[start]

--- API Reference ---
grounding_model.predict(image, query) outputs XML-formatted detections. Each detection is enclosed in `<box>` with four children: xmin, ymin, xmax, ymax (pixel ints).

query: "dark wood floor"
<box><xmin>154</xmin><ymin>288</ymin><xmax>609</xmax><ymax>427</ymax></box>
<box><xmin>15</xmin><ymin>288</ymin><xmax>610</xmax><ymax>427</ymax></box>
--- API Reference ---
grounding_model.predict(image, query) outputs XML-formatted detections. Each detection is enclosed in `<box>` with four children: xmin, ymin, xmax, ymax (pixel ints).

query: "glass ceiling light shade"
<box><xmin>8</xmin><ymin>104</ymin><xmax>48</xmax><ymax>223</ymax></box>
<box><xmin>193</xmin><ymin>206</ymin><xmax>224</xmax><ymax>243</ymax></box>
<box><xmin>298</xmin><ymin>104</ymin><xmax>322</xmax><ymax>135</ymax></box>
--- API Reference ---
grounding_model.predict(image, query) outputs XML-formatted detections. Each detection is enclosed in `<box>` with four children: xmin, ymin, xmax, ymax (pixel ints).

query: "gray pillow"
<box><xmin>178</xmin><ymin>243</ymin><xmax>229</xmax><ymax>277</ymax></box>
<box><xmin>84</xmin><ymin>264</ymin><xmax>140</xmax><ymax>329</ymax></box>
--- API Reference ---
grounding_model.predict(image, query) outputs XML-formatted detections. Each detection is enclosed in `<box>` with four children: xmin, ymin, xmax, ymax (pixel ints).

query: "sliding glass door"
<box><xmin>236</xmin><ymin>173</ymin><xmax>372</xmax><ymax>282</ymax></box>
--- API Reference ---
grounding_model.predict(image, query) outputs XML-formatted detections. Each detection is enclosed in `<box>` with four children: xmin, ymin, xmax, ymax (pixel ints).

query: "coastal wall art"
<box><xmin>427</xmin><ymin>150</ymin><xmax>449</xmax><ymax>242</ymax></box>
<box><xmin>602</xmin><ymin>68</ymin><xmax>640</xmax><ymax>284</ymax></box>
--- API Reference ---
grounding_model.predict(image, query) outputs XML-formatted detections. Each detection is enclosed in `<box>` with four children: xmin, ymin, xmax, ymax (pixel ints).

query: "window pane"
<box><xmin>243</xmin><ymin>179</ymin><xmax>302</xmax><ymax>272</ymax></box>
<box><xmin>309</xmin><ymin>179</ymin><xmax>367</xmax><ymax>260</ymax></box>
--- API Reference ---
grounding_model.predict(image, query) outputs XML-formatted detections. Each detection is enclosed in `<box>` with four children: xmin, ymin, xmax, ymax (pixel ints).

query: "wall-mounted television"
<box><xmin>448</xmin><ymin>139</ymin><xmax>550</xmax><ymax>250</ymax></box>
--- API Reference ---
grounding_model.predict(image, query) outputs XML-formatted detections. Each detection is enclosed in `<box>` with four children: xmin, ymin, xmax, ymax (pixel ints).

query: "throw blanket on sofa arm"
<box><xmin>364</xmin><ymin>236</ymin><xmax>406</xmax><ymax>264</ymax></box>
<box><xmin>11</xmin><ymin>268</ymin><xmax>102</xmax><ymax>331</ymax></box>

[end]

TASK TO COMPLETE – Generate an exact reproduction of all entries.

RESULT OF THIS TASK –
--- API Reference ---
grounding_model.predict(image, query) outputs XML-formatted detections. Each detection is enclosed in `<box>` with four children: xmin, ymin, xmax, ymax (pixel ints).

query: "dark wood floor"
<box><xmin>154</xmin><ymin>288</ymin><xmax>609</xmax><ymax>427</ymax></box>
<box><xmin>15</xmin><ymin>288</ymin><xmax>610</xmax><ymax>427</ymax></box>
--- API Reference ---
grounding_model.predict(image, query) outputs XML-formatted detections. Each detection is enclosed in `<box>` with four children: xmin, ymin, xmax, ymax (pixel ints).

query: "glass ceiling light shade"
<box><xmin>8</xmin><ymin>104</ymin><xmax>48</xmax><ymax>223</ymax></box>
<box><xmin>193</xmin><ymin>206</ymin><xmax>224</xmax><ymax>243</ymax></box>
<box><xmin>298</xmin><ymin>104</ymin><xmax>322</xmax><ymax>135</ymax></box>
--- API Reference ---
grounding_model.predict(image, query) outputs XML-formatted detections. Each detection is enclosed in `<box>` with four children: xmin, ymin, xmax, ymax (pixel ints).

query: "gray pillow"
<box><xmin>178</xmin><ymin>243</ymin><xmax>229</xmax><ymax>277</ymax></box>
<box><xmin>84</xmin><ymin>264</ymin><xmax>140</xmax><ymax>329</ymax></box>
--- API Reference ---
grounding_model.predict(image, query) outputs XML-formatted detections. Each detection is enclosed in `<box>` with four children: xmin, ymin, xmax, ymax (pixel ints).

query: "sliding glass door"
<box><xmin>236</xmin><ymin>173</ymin><xmax>372</xmax><ymax>282</ymax></box>
--- API Reference ---
grounding_model.predict(image, query) outputs XML-formatted detections. Each detection is enclosed in `<box>` with four children: xmin, ymin, xmax, ymax (pixel ints).

query: "coastal wall art"
<box><xmin>427</xmin><ymin>150</ymin><xmax>449</xmax><ymax>242</ymax></box>
<box><xmin>602</xmin><ymin>68</ymin><xmax>640</xmax><ymax>284</ymax></box>
--- API Reference ---
grounding_model.predict(image, query) outputs XML-formatted detections. Each detection is enclosed in `<box>` with four children: xmin, ymin, xmax, ymax (pixel ints).

query: "window pane"
<box><xmin>243</xmin><ymin>179</ymin><xmax>302</xmax><ymax>272</ymax></box>
<box><xmin>309</xmin><ymin>179</ymin><xmax>367</xmax><ymax>260</ymax></box>
--- API Reference ---
grounding_model.predict(image, query) outputs XML-formatted detections. Each detection is enclosed in `<box>` with four children: xmin, ymin, xmax, ymax (pixel ints).

query: "wall-mounted television"
<box><xmin>448</xmin><ymin>139</ymin><xmax>550</xmax><ymax>250</ymax></box>
--- API Reference ---
grounding_model.predict(image, query) outputs XML-formatted detections. Each detection is enclosed in `<box>` with four children: xmin, ymin, xmax, ymax (pixel ints).

query: "throw blanket on sofa arm"
<box><xmin>364</xmin><ymin>236</ymin><xmax>406</xmax><ymax>264</ymax></box>
<box><xmin>11</xmin><ymin>268</ymin><xmax>102</xmax><ymax>331</ymax></box>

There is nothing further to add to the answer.